* [What the exercise asks] Working from the line that contains "Phrase: plowed brown field" down to the last line below, repeat each line exactly.

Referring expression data
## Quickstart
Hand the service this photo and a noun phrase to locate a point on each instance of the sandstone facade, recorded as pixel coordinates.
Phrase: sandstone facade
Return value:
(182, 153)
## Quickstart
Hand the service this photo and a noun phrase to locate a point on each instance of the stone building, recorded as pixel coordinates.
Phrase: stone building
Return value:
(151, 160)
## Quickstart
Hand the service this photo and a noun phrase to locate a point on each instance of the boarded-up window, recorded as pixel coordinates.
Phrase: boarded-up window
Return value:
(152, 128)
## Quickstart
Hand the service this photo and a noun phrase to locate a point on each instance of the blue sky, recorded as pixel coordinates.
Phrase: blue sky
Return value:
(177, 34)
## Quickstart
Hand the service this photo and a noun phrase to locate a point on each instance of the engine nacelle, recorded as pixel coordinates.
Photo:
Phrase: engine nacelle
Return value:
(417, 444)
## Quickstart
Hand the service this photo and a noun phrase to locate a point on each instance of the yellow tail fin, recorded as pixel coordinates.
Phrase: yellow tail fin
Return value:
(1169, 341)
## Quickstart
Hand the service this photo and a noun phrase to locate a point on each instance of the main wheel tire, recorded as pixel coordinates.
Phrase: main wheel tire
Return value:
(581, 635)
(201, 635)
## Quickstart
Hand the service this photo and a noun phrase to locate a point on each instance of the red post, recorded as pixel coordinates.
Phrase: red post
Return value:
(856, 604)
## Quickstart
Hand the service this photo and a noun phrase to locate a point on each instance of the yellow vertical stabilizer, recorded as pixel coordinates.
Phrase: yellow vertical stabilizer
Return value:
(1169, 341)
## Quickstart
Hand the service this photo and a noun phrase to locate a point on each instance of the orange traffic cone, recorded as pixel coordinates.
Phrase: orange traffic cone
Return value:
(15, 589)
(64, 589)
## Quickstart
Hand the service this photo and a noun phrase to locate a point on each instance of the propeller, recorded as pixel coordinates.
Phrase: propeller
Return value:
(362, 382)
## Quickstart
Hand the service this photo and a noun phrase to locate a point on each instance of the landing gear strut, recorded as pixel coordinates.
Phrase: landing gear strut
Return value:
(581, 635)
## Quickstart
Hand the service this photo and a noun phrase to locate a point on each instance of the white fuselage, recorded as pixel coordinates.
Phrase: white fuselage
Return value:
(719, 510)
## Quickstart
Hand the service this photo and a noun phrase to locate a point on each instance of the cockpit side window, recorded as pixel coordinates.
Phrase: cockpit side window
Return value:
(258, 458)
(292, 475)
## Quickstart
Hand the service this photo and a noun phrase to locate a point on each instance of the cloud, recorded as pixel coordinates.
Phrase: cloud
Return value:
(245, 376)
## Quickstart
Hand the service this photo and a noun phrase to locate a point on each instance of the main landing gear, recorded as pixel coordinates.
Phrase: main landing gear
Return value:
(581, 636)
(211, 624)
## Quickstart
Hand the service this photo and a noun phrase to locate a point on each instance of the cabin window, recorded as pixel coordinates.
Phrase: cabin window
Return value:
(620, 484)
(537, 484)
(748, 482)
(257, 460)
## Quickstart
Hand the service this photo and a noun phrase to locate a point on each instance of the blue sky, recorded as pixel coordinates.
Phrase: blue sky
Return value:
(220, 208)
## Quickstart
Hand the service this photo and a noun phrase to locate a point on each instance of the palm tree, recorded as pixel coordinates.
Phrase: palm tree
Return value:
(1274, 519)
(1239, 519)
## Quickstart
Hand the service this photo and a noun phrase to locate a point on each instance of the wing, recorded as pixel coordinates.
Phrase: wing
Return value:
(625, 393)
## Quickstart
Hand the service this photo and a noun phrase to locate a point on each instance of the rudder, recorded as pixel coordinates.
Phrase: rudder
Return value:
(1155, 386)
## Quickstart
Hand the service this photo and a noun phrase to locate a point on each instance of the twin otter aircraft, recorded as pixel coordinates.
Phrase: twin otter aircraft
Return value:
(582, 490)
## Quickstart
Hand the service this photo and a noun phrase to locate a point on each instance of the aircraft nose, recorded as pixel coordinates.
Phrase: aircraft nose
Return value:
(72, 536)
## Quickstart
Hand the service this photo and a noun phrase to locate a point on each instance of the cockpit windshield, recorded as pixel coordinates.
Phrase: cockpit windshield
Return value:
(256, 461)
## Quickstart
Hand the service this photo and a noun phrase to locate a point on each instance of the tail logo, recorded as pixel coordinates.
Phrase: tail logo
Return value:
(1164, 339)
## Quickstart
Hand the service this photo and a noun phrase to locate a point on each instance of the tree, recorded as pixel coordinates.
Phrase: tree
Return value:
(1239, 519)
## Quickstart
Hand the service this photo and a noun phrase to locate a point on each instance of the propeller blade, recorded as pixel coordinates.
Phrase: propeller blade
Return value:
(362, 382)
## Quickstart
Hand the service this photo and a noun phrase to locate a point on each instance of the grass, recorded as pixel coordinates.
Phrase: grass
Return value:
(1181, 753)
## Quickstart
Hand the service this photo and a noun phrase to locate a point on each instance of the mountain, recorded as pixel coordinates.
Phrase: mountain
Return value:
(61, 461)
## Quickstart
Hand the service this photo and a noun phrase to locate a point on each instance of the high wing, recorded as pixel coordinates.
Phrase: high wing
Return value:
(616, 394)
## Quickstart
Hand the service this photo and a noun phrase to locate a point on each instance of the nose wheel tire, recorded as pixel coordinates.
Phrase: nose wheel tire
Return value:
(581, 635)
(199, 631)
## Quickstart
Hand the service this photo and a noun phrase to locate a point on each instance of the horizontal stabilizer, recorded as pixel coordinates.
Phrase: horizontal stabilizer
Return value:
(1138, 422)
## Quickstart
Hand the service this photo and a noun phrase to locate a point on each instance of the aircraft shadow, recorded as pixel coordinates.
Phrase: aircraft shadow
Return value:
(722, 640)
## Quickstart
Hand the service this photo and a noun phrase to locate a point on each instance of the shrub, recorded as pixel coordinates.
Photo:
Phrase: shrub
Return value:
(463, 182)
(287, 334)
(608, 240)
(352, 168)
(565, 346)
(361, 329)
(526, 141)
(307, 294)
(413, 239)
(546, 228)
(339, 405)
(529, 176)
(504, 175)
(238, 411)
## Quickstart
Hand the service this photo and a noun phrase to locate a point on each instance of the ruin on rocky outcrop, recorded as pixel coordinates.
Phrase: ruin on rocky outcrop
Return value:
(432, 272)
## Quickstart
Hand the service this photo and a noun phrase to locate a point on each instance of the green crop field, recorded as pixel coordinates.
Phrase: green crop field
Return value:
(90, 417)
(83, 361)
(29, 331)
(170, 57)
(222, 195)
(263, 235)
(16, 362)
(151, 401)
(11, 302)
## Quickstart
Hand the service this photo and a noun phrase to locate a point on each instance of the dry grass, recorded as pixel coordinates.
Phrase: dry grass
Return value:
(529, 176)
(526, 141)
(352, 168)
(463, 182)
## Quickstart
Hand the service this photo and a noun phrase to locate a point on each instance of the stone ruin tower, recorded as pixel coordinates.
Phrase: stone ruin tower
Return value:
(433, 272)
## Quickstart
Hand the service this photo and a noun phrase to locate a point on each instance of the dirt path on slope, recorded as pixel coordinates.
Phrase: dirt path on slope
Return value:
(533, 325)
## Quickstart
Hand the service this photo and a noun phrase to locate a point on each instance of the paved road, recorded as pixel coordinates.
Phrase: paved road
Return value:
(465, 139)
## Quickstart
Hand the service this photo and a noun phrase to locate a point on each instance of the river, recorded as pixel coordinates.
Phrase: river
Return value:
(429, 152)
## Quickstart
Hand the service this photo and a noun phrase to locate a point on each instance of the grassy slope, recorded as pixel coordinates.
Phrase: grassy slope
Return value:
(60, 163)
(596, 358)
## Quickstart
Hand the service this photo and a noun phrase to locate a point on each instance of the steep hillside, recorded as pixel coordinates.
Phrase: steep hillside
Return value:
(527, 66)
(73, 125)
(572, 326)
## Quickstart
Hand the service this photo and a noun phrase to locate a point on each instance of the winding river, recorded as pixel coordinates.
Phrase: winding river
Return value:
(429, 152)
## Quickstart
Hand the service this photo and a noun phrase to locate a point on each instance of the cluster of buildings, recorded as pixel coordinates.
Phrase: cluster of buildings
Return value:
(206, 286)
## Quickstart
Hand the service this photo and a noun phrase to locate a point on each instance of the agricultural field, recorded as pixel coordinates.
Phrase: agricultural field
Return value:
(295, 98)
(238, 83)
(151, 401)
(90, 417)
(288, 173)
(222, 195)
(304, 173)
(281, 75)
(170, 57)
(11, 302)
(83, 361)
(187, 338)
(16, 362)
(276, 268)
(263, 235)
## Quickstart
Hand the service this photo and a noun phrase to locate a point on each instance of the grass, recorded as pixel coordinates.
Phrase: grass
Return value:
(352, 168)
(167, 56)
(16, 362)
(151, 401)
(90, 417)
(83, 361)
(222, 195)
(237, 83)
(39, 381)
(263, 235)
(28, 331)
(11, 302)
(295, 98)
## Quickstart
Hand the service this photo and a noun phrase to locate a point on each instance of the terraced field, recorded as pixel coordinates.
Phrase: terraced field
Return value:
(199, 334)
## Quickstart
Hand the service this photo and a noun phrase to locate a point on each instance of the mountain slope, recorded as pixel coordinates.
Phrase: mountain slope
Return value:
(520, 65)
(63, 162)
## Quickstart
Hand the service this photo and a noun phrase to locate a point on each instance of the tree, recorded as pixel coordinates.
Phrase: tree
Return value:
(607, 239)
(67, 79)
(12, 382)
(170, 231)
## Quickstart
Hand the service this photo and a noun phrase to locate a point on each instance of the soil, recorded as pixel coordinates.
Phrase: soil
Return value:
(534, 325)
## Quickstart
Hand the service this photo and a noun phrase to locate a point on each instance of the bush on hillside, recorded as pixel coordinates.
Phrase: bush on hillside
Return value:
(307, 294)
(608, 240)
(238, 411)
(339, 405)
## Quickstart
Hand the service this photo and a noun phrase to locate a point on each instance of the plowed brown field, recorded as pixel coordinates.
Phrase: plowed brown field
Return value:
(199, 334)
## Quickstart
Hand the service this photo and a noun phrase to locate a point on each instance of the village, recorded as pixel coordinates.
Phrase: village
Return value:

* [Written solution]
Phrase: plowed brown field
Return value:
(199, 334)
## Quickstart
Hand the service this photo and a noun phrase to locate a point on each instance of the village, recorded as pixel coordinates.
Phrase: village
Return value:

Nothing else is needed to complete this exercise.